Diez años antes, en 1958, España había retrocedido a Marruecos, tras una guerra ignorada por los medios de comunicación, el enclave de Ifni, botín de una victoria centenaria. En 1976, el 28 de febrero, abandonamos Sahara en manos de marroquíes (y mauritanos) en uno de los episodios más ominosos de nuestra historia contemporánea. Mientras Naciones Unidas no considere consumada la descolonización, mediante la libre determinación del pueblo saharaui, España sigue siendo responsable legalmente del territorio, actualmente ocupado en su parte útil por Marruecos, que ha ido procediendo a alteraciones demográficas incompatibles con los principios imperativos de la descolonización. La sociedad civil española se ha comportado con el pueblo saharaui con la empatía y solidaridad negadas por nuestros sucesivos gobiernos, mezquinos, entregados a los grupos de presión pro-marroquíes y a los cálculos de la real-politik. Siendo durante años Pilatos -negando el titulo marroquí a un Sahara que le habíamos entregado, a menos que el pueblo saharaui se pronuncie libremente por la integración en el reino alauita- nuestros gobiernos han ido asumiendo perfiles herodianos, alineados con Estados Unidos y Francia, en la búsqueda de fórmulas legitimadoras de la soberanía de la potencia ocupante. Una vergüenza.

Marruecos quiere más. Ceuta, Melilla, los peñones de Vélez de la Gomera y de Alhucemas y las islas Charafinas, son reivindicadas por nuestro vecino transfretano. En los tiempos de Hassan II la reclamación se acompasó a los avances de la pretensión de España sobre Gibraltar; pero esta unción ha desaparecido ante el riesgo de aplazarse ad calendas graecas. Al margen de los títulos que abonan nuestra soberanía más allá del Estrecho y de operaciones de comandos, como la festejada en el islote de Perejil, donde las cabras que allí triscaban se vieron sobresaltadas por el vivaqueo de unos gendarmes marroquíes, pronto arrestados por las boinas verdes del ministro Trillo, la condición de ciudades europeas es hoy la mejor defensa de las plazas norteafricanas. En cuanto a los peñones y las islas, son de España, sí; pero, ¿son España?

El riesgo de implosión en la península ibérica es, sin embargo, la más grave de las amenazas de esta España históricamente menguante. Este riesgo tiene sus precuelas, pero goza, lamentablemente, de una inquietante actualidad cuando partidos y movimientos nacional-separatistas tratan de desvincular el futuro de algunas comunidades autónomas con fuerte identidad propia del mañana de una España hoy encogida, carente, al parecer, de un proyecto de Estado que pueda ilusionar a los ciudadanos, más allá del fútbol.

Instrucciones:
A. Según el texto sobre los territorios perdidos por España, ¿en qué fecha abandonó España el Sahara?
B. Devuelve literalmente el fragmento del texto sobre los territorios perdidos por España que va desde "El riesgo de implosión" hasta "allá del fútbol.", ambos incluidos.
C. Reanuda el texto sobre los territorios perdidos por España a partir de donde termina.
Los datos que vienen a continuación son un material independiente del texto sobre los territorios perdidos por España.

Datos registrados:

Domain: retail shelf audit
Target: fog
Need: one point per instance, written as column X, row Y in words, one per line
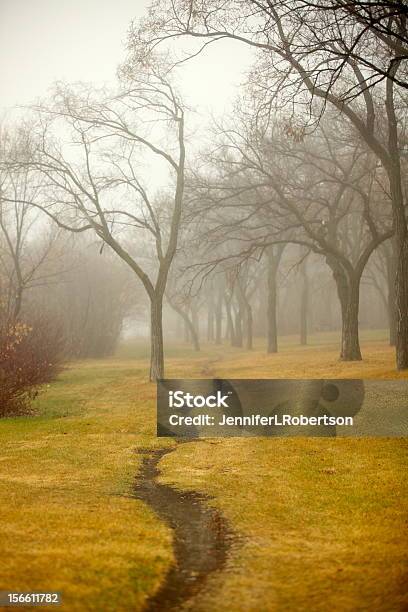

Respuestas por tarea:
A. El 28 de febrero de 1976.

B.
El riesgo de implosión en la península ibérica es, sin embargo, la más grave de las amenazas de esta España históricamente menguante. Este riesgo tiene sus precuelas, pero goza, lamentablemente, de una inquietante actualidad cuando partidos y movimientos nacional-separatistas tratan de desvincular el futuro de algunas comunidades autónomas con fuerte identidad propia del mañana de una España hoy encogida, carente, al parecer, de un proyecto de Estado que pueda ilusionar a los ciudadanos, más allá del fútbol.

C.
Además, en el Estado formalmente democrático, la ocupación de las instituciones locales por quienes empiezan por quebrantar la lealtad constitucional, punto de partida de su desprecio de la ley, alimenta fuerzas centrífugas que, cuando cuentan con respaldo social en la calle, son difíciles de combatir por mucha razón legal que se tenga para ello. Las acciones coercitivas para imponer el respeto de la Constitución son un regalo para los separatistas, siempre dispuestos a presentarse como víctimas y denunciar la violación de derechos y libertades, en la que ellos son duchos. Si hace cincuenta años fracasó en Canarias el MPAIAC, liderado por el entonces célebre Cubillo, fue justamente porque nunca contó con respaldo social en las islas y quedó en evidencia su condición de peón de la política argelina en el área sahariana frente a una España especialmente vulnerable.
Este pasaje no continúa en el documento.